> **Task requirements**:
[a] In the cooling fan wiring thread, what gauge of wire is recommended for the power from the battery?
[b] Using the cooling fan wiring thread, decide whether each statement agrees with it: (i) the fan from eBay came with a wiring diagram; (ii) relay tab #30 connects to the positive fan wire; (iii) the fan should come on around 185 degrees. Answer yes or no for each, quoting the deciding words.
[c] Reproduce the cooling fan wiring thread word for word from "Look at your" up to and including "(use 8 gauge wire)".

> **Extracted text**:
______________________________

# ELECTRIC COOLING FAN WIRING ?



## HydroCutlass86

i bought a 16'' chrome electric cooling fan from ebay it came with the relay and temperature switch and didn't come with no wiring diagram...i tryed wiring it one way and it never kicked on the way i wired it anyone have any idea on the correct way to wire it ? on the relay looks to be 2 red hot wires and ground...and the temp switch is just one prong


----------



## buick_82

dude tell u the truth just rig it up and get a switch so when ever u crank the car up hit the switch when ur drivin that all i know that how i have mine but mine diffrent one i order from ebay!


----------



## HydroCutlass86

your the second one to tell me that too,lol looks like what i might have to do unless the third person tells me the correct way


----------



## Oldskool Art

Well homie, you're in luck. Here's the correct way to connect it so it will work automatically. A switch is ok, but you only want your fan on when your engine reaches optimal heat range. Get a notepad n pen homie. I run my dual electric fans this way.
Look at your relay and notice it has numbers next to each tab.so connect as follows
#87 Power from battery (use an 8 gauge wire)
#30 Connect to positive fan wire (use 8 gauge wire)
#86 Connect either wire from temp sending unit
#85 Connect either wire from temp sending unit
Then start your car and watch to see that fan comes on around 185 degrees.

______________________________

> **Record set**:

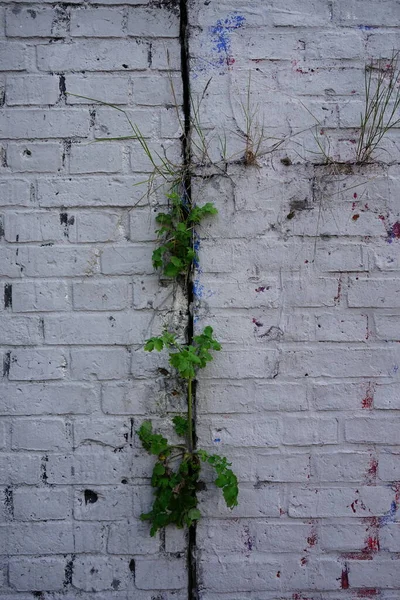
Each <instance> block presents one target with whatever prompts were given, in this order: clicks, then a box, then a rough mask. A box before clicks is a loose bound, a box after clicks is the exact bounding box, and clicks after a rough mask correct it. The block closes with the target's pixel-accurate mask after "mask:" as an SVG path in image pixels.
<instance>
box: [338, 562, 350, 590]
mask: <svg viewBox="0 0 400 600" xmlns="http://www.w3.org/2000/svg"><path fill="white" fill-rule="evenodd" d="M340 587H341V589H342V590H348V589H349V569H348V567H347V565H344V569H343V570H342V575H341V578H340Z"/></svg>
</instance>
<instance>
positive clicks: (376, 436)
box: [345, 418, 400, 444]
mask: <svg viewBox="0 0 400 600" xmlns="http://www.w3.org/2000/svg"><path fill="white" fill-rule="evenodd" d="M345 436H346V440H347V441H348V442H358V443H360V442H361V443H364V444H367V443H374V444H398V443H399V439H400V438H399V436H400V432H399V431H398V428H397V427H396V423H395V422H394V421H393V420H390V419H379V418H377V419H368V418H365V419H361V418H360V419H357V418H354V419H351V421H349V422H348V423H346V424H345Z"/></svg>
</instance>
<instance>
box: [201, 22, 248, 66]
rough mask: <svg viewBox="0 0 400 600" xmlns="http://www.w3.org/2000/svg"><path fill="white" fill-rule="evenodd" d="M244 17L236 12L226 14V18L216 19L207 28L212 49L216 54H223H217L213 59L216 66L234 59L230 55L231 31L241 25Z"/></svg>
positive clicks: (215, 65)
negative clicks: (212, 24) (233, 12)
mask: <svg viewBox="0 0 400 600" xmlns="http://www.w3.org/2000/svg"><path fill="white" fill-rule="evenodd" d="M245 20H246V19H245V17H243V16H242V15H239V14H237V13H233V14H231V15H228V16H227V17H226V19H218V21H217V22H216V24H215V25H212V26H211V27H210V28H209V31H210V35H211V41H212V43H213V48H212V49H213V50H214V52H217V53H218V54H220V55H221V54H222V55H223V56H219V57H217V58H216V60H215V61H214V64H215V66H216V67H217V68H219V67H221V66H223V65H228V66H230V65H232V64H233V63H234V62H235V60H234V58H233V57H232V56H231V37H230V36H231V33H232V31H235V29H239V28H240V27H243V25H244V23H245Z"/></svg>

______________________________

> **Answers provided**:
[a] An 8 gauge wire.

[b]
(i) No: "didn't come with no wiring diagram"
(ii) Yes: "#30 Connect to positive fan wire"
(iii) Yes: "watch to see that fan comes on around 185 degrees"

[c]
Look at your relay and notice it has numbers next to each tab.so connect as follows
#87 Power from battery (use an 8 gauge wire)
#30 Connect to positive fan wire (use 8 gauge wire)